READING TEXT —
= = = =
A single Large cluster will technically run 2000 realms with the realm cache raised and 4 to 6 GiB per replica, but you inherit multi-minute restarts, tens-of-seconds admin operations, and a heavy node-failure rebalance that hits all 2000 tenants at once. For production we shard instead.

Two notes on the underlying CPU math, so the numbers above are defensible. Authentication CPU is driven by request rate, not realm count: the official Keycloak load-test formula budgets roughly 1 vCPU per 15 password logins/sec (also ~1 vCPU per 120 client-credential grants/sec and per 120 refreshes/sec), plus ~150% CPU head-room, on a ~1250 MB base RAM/pod. So a realm-heavy cluster with light per-realm traffic stays CPU-cheap. The realm count drives the time-based costs in the previous section, not the steady-state login budget.

Why sharding wins

Sharding is an availability decision before it is a performance one. On one cluster at 2000 realms, a single node loss affects every tenant and triggers a heavy rebalance, and every routine restart is a 7.5-minute all-tenant event. Split the same estate into ~400-realm clusters and the blast radius is bounded, restarts are back to seconds, and admin operations stay snappy. Because per-realm authentication latency is flat across shards, end users notice nothing, and each tenant can keep a fully branded login on its own custom domain with single sign-on unchanged. This is exactly how Skycloak runs realm-heavy customers: each shard is a separate managed cluster, fronted by per-tenant domains, so the estate grows by adding shards instead of overloading one box. We go deeper on the thresholds in our cluster capacity and sharding guidance.
= = = =
DATA ROWS —
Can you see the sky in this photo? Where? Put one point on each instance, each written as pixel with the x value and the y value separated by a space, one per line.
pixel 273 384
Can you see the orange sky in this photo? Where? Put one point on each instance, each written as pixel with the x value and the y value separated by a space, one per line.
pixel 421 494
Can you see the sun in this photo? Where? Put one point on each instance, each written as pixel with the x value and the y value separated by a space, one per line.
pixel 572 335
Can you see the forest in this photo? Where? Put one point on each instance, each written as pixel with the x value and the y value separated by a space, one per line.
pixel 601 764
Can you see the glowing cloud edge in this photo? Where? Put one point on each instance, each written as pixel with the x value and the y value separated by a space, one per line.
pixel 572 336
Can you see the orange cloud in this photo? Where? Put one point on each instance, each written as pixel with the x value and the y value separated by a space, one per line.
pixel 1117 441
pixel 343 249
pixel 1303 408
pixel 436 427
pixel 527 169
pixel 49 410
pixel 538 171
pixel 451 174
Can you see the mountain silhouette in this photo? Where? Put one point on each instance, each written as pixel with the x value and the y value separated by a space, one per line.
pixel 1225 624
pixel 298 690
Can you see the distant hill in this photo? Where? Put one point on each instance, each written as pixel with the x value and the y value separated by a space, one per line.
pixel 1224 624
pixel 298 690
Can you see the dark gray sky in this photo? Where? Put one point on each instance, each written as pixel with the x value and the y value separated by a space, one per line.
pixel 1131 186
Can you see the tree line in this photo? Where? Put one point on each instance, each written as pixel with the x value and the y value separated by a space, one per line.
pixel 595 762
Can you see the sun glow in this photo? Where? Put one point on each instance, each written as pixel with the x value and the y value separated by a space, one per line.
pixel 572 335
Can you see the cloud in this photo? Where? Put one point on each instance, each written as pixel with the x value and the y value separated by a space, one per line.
= = = =
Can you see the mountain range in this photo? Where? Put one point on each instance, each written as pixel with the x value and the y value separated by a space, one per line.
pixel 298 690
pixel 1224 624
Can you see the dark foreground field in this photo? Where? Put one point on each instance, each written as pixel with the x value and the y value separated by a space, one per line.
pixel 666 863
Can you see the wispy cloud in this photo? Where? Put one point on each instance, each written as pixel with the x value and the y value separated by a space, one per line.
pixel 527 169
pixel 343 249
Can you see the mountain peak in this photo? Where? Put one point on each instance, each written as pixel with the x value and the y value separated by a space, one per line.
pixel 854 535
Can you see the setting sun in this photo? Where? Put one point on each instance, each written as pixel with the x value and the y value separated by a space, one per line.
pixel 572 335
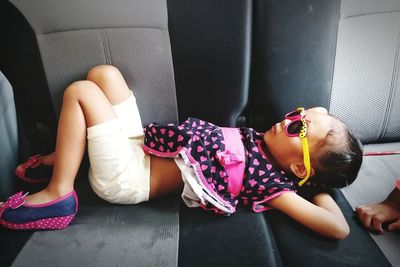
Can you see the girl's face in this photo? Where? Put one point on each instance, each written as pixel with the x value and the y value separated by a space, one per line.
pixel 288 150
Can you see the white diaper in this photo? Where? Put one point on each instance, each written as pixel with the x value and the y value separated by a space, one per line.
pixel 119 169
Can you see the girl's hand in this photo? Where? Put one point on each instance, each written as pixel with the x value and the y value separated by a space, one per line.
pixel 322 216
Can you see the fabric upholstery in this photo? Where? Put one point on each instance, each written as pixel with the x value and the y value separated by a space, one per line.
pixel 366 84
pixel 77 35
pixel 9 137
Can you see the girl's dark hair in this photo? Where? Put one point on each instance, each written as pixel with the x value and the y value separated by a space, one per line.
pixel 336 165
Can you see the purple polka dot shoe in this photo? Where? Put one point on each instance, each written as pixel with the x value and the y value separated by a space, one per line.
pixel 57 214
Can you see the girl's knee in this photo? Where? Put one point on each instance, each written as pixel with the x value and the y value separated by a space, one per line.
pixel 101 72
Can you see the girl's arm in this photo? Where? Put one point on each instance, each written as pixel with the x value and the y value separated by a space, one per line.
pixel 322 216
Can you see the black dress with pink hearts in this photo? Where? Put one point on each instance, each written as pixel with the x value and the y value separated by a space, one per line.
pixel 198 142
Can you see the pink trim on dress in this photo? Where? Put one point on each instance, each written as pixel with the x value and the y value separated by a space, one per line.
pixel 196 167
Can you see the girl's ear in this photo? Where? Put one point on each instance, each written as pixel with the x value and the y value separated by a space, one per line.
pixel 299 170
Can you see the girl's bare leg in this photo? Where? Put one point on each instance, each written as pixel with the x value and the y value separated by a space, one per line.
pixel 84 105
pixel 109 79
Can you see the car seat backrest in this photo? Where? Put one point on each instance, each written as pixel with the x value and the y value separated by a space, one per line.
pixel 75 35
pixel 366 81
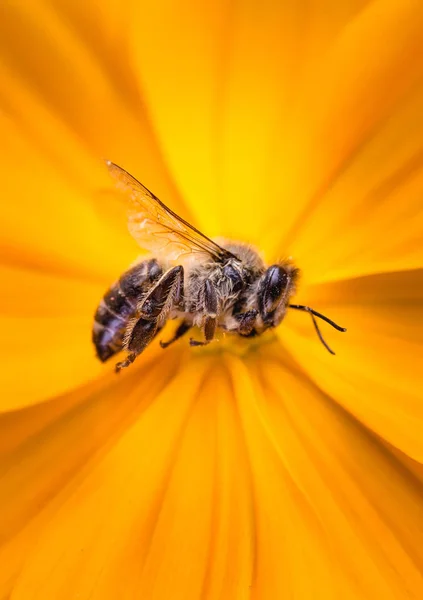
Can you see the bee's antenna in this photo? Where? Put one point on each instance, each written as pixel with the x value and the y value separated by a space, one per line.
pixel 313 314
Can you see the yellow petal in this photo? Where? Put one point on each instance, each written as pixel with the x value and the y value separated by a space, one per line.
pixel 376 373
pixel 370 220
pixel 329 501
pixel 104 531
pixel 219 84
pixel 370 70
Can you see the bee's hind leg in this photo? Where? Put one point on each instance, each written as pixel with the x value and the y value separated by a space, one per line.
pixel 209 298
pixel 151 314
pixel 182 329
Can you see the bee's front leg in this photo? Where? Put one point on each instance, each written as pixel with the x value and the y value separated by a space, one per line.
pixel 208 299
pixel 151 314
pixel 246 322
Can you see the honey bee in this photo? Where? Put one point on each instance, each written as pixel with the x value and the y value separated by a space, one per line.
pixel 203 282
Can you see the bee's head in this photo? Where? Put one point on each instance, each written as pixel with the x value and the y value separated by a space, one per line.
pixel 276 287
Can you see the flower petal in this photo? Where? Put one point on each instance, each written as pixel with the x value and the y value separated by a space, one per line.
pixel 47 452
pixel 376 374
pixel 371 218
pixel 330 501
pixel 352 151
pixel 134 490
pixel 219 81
= = = =
PROBLEM STATEMENT — From the text on sharding Keycloak realms, quote word for word the passage that begins with the words containing "Sharding is an" and ends with "and sharding guidance.".

TASK ANSWER —
Sharding is an availability decision before it is a performance one. On one cluster at 2000 realms, a single node loss affects every tenant and triggers a heavy rebalance, and every routine restart is a 7.5-minute all-tenant event. Split the same estate into ~400-realm clusters and the blast radius is bounded, restarts are back to seconds, and admin operations stay snappy. Because per-realm authentication latency is flat across shards, end users notice nothing, and each tenant can keep a fully branded login on its own custom domain with single sign-on unchanged. This is exactly how Skycloak runs realm-heavy customers: each shard is a separate managed cluster, fronted by per-tenant domains, so the estate grows by adding shards instead of overloading one box. We go deeper on the thresholds in our cluster capacity and sharding guidance.